WRITTEN REQUEST 1.
Write out the rows word for word, starting at the line that contains "[locate] the red painted" and ending at the line that contains "<point>207,167</point>", with both of those lines included.

SUPPLIED PASSAGE.
▼▼▼

After splitting the datasets containing connecting properties between mutually wikilinked properties, the respective splits with both- and one-sided properties are combined. Furthermore the remaining triples and entity types datasets are added to the training set of connecting properties of mutually wikilinked entities to obtain the final training set.

In [None]:
# split dataset containing both-sided properties of mutual wikilinks into train, val and test set
split_dataset(
    dataset_filepath=temp_dir_filepath+"filtered_entities_mw_bs.csv",
    trainset_filepath=temp_dir_filepath+"train_mw_bs.csv",
    valset_filepath=temp_dir_filepath+"val_mw_bs.csv",
    testset_filepath=temp_dir_filepath+"test_mw_bs.csv",
    val_test_fraction=5,
    random_state=42
)                            

In [None]:
# split dataset containing one-sided properties of mutual wikilinks into train, val and test set
split_dataset(
    dataset_filepath=temp_dir_filepath+"filtered_entities_mw_os.csv",
    trainset_filepath=temp_dir_filepath+"train_mw_os.csv",
    valset_filepath=temp_dir_filepath+"val_mw_os.csv",
    testset_filepath=temp_dir_filepath+"test_mw_os.csv",
    val_test_fraction=5,
    random_state=42
)                            

In [None]:
# final training set
# concatenate training splits of mutual wikilinked entities with both- and one-sided properties, remaining triples and types
concat_files(
    filepaths=[
        temp_dir_filepath+"filtered_props_remaining_triples.csv",
        temp_dir_filepath+"filtered_entity_types.csv",
        temp_dir_filepath+"train_mw_bs.csv",
        temp_dir_filepath+"train_mw_os.csv"
    ],
    filetypes=["csv", "csv", "csv", "csv"],
    processed_dataset_filepath=results_dir_filepath+"train.tsv"
)

In [None]:
# final validation set
# concatenate validation splits of mutual wikilinked entities with both- and one-sided properties
concat_files(
    filepaths=[
        temp_dir_filepath+"val_mw_bs.csv",
        temp_dir_filepath+"val_mw_os.csv"
    ],
    filetypes=["csv", "csv"],
    processed_dataset_filepath=results_dir_filepath+"val.tsv"
)

In [None]:
# final testing set
# concatenate testing splits of mutual wikilinked entities with both- and one-sided properties
concat_files(
    filepaths=[
        temp_dir_filepath+"test_mw_bs.csv",
        temp_dir_filepath+"test_mw_os.csv"
    ],
    filetypes=["csv", "csv"],
    processed_dataset_filepath=results_dir_filepath+"test.tsv"
)

In [None]:
# remove temporary directory and all temporary files inside
shutil.rmtree(temp_dir_filepath)

▲▲▲

(Point annotation dataset records)

▼▼▼

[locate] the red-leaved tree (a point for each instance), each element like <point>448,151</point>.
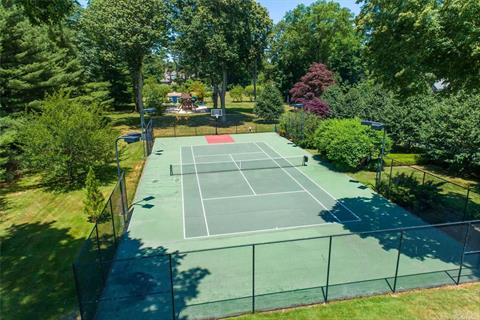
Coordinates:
<point>311,86</point>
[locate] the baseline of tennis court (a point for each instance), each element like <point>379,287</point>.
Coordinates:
<point>249,187</point>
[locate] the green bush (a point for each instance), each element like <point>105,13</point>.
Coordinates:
<point>65,140</point>
<point>347,143</point>
<point>406,191</point>
<point>299,127</point>
<point>269,104</point>
<point>249,91</point>
<point>236,93</point>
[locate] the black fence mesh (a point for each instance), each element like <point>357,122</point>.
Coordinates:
<point>93,262</point>
<point>429,196</point>
<point>204,124</point>
<point>227,281</point>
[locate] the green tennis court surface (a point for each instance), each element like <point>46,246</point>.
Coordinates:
<point>199,208</point>
<point>248,187</point>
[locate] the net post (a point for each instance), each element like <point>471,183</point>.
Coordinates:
<point>113,220</point>
<point>328,266</point>
<point>465,241</point>
<point>398,261</point>
<point>171,285</point>
<point>465,208</point>
<point>253,278</point>
<point>77,289</point>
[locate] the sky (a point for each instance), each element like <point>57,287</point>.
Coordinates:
<point>278,8</point>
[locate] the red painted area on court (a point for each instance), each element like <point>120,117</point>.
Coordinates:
<point>219,139</point>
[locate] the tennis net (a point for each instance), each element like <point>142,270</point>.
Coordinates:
<point>207,167</point>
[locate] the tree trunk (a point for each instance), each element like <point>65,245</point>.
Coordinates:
<point>215,96</point>
<point>223,91</point>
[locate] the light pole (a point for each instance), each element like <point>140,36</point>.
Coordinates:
<point>128,138</point>
<point>378,126</point>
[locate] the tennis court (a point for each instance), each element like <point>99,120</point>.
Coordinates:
<point>219,229</point>
<point>249,187</point>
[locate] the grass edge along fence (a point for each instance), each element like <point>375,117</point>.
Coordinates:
<point>421,192</point>
<point>457,243</point>
<point>204,124</point>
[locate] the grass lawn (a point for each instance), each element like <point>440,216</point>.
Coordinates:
<point>241,120</point>
<point>41,231</point>
<point>460,303</point>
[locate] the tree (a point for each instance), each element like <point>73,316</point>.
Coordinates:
<point>322,31</point>
<point>250,91</point>
<point>94,200</point>
<point>269,105</point>
<point>34,62</point>
<point>213,38</point>
<point>410,47</point>
<point>236,93</point>
<point>129,30</point>
<point>197,88</point>
<point>317,79</point>
<point>451,135</point>
<point>65,139</point>
<point>347,143</point>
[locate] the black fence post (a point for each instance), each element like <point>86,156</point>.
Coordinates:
<point>171,286</point>
<point>253,278</point>
<point>99,254</point>
<point>328,266</point>
<point>390,177</point>
<point>77,288</point>
<point>465,208</point>
<point>398,261</point>
<point>465,241</point>
<point>113,220</point>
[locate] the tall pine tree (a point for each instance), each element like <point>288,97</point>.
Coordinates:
<point>35,61</point>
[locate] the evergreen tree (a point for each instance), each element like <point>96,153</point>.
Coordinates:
<point>94,200</point>
<point>34,63</point>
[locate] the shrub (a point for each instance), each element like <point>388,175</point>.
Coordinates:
<point>65,140</point>
<point>249,91</point>
<point>347,143</point>
<point>269,105</point>
<point>236,93</point>
<point>299,127</point>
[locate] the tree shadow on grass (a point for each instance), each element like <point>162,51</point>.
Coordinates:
<point>36,273</point>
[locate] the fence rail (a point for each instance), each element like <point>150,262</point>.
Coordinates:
<point>195,125</point>
<point>253,277</point>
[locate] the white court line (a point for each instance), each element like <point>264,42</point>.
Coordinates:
<point>243,175</point>
<point>267,230</point>
<point>200,191</point>
<point>183,199</point>
<point>359,219</point>
<point>226,154</point>
<point>253,195</point>
<point>299,183</point>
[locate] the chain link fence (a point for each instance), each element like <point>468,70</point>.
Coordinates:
<point>429,196</point>
<point>204,124</point>
<point>93,262</point>
<point>220,282</point>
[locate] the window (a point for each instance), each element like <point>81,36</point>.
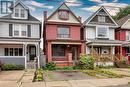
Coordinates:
<point>22,13</point>
<point>101,18</point>
<point>13,52</point>
<point>20,30</point>
<point>102,32</point>
<point>64,15</point>
<point>127,35</point>
<point>19,13</point>
<point>16,12</point>
<point>63,32</point>
<point>5,6</point>
<point>23,30</point>
<point>58,50</point>
<point>16,30</point>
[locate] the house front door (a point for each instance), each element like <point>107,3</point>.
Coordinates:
<point>74,54</point>
<point>32,52</point>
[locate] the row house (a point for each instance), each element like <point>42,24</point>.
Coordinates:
<point>99,33</point>
<point>123,34</point>
<point>63,41</point>
<point>19,36</point>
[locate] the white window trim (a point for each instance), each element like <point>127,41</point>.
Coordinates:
<point>99,20</point>
<point>128,32</point>
<point>19,17</point>
<point>20,30</point>
<point>104,27</point>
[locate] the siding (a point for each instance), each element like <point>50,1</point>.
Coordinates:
<point>4,29</point>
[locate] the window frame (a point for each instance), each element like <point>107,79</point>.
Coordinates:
<point>127,33</point>
<point>101,18</point>
<point>107,31</point>
<point>11,51</point>
<point>58,27</point>
<point>64,51</point>
<point>20,13</point>
<point>60,17</point>
<point>20,30</point>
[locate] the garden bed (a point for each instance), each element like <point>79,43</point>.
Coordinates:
<point>63,75</point>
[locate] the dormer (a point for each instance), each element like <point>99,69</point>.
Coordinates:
<point>20,11</point>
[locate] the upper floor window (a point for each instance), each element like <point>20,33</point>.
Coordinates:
<point>19,13</point>
<point>101,18</point>
<point>20,30</point>
<point>63,32</point>
<point>127,35</point>
<point>16,12</point>
<point>22,13</point>
<point>64,15</point>
<point>102,32</point>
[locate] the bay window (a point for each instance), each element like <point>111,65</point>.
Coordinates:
<point>63,32</point>
<point>102,32</point>
<point>58,50</point>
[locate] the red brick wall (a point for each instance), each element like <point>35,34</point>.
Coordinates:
<point>51,32</point>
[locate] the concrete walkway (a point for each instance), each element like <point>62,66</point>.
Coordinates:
<point>27,77</point>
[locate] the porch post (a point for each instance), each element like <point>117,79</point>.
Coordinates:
<point>111,52</point>
<point>92,51</point>
<point>49,52</point>
<point>37,54</point>
<point>24,54</point>
<point>120,52</point>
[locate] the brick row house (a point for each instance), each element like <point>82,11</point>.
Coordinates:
<point>63,42</point>
<point>19,36</point>
<point>123,34</point>
<point>100,35</point>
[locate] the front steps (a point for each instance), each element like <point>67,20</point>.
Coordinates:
<point>31,65</point>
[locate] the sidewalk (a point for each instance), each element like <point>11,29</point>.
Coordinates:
<point>80,83</point>
<point>26,81</point>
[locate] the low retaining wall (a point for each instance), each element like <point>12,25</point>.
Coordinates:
<point>13,60</point>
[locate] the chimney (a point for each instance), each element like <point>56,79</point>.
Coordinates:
<point>45,15</point>
<point>80,18</point>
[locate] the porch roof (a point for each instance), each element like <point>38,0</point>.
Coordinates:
<point>97,42</point>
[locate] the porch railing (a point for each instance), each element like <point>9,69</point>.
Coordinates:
<point>106,57</point>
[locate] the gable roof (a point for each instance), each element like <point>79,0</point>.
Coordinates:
<point>123,20</point>
<point>19,2</point>
<point>93,15</point>
<point>8,17</point>
<point>60,7</point>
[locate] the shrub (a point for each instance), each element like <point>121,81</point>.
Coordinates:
<point>86,62</point>
<point>12,67</point>
<point>39,75</point>
<point>50,66</point>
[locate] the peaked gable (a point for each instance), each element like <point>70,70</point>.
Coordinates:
<point>101,12</point>
<point>19,3</point>
<point>54,17</point>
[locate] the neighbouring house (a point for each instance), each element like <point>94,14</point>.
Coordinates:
<point>63,41</point>
<point>19,36</point>
<point>123,34</point>
<point>100,35</point>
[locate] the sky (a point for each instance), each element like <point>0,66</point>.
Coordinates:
<point>82,8</point>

▲▲▲

WRITTEN REQUEST 2.
In the dataset-splitting notebook, what does the last cell remove?

WORKED ANSWER 1.
[locate] the red painted area on court (a point for each instance), each element like <point>120,117</point>.
Coordinates:
<point>219,139</point>
[locate] the tennis net (a point for each instance), each element like <point>142,270</point>.
Coordinates:
<point>207,167</point>

WORKED ANSWER 2.
The temporary directory and all the temporary files inside it.